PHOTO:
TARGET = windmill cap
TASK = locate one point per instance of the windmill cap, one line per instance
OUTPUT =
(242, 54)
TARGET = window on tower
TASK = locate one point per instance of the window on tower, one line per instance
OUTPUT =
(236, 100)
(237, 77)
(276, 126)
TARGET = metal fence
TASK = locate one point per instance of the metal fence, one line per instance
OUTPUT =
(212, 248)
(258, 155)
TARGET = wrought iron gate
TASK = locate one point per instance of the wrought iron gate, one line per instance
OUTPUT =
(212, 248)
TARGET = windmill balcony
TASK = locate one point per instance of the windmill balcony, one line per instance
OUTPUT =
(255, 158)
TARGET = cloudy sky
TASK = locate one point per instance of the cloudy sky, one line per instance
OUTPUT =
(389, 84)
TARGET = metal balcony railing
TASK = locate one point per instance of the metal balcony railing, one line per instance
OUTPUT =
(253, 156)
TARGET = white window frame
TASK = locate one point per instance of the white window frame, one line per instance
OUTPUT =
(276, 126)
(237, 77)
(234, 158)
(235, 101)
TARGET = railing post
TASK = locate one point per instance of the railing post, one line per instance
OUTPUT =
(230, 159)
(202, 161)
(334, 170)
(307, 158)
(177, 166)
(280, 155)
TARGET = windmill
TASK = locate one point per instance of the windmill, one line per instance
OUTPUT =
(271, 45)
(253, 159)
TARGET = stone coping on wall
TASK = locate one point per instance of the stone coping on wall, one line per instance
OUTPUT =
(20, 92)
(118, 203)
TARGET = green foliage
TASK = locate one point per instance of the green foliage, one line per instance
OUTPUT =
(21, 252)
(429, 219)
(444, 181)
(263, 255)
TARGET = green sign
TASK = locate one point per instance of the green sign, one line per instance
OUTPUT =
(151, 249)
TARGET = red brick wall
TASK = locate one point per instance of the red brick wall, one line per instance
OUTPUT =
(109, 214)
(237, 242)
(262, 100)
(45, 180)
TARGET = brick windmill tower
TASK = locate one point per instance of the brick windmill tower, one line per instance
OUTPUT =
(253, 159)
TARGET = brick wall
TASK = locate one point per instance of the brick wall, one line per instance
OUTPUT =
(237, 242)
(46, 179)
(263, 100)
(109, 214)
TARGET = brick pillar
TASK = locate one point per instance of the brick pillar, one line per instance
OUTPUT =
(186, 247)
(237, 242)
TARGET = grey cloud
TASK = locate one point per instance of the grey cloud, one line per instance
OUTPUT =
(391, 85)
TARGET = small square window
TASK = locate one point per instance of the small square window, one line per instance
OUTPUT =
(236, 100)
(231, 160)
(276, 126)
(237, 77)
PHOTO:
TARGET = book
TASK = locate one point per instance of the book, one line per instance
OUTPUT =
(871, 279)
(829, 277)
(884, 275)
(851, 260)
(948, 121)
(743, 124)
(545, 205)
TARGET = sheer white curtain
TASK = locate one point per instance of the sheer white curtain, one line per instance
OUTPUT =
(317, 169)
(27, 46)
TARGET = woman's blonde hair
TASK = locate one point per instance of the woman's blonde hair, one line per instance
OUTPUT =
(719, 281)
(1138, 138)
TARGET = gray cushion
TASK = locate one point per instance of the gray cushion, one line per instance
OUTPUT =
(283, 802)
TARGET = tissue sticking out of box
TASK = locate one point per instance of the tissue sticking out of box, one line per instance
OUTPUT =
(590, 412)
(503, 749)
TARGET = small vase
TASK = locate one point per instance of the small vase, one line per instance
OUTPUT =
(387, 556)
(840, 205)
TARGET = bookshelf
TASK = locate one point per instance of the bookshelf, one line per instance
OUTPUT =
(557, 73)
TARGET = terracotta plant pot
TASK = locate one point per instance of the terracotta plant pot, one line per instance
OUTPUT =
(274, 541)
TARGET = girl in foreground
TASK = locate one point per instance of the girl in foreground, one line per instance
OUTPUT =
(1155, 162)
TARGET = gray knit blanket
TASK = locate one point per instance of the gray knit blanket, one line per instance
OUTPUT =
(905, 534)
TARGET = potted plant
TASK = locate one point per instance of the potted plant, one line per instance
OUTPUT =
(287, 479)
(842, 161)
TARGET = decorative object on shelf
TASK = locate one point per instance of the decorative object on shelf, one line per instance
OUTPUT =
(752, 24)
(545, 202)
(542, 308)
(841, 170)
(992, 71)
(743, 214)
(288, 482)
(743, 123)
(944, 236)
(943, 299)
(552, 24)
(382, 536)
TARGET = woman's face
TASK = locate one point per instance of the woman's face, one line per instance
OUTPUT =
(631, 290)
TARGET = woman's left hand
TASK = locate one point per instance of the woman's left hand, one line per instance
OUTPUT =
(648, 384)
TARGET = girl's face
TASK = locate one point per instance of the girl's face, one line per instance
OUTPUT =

- _The problem_
Rescale every line from the one containing "TARGET = gray knit blanket" through the end of the records, requests included. Multiply each coordinate in the answers by 0.8 and round it to a whole number, rounding halves up.

- _Exercise response_
TARGET = gray knit blanket
TASK = locate one point per instance of the gray knit blanket, one line per instance
OUTPUT =
(724, 427)
TARGET = potted plant
TASK = locate one point per instance of the potted plant, one line per instance
OUTPUT =
(230, 383)
(674, 129)
TARGET = decorative object on shelf
TASK = locate one point per instance of the decorative object on shelf, one line per instance
OUTPUT =
(602, 19)
(436, 162)
(434, 246)
(673, 136)
(794, 57)
(594, 171)
(230, 386)
(594, 98)
(755, 189)
(754, 239)
(442, 19)
(306, 429)
TARGET = woman's face
TASK = locate one point per instance of the woman's face, one line per instance
OUTPUT =
(505, 232)
TARGET = woman's left hand
TASK = locate one point per instance of the woman's left hand, one line per instance
OUTPUT =
(518, 307)
TARGET = girl's face
TASK = locate one point per instance of the girl's face, one line per instance
OUTPUT =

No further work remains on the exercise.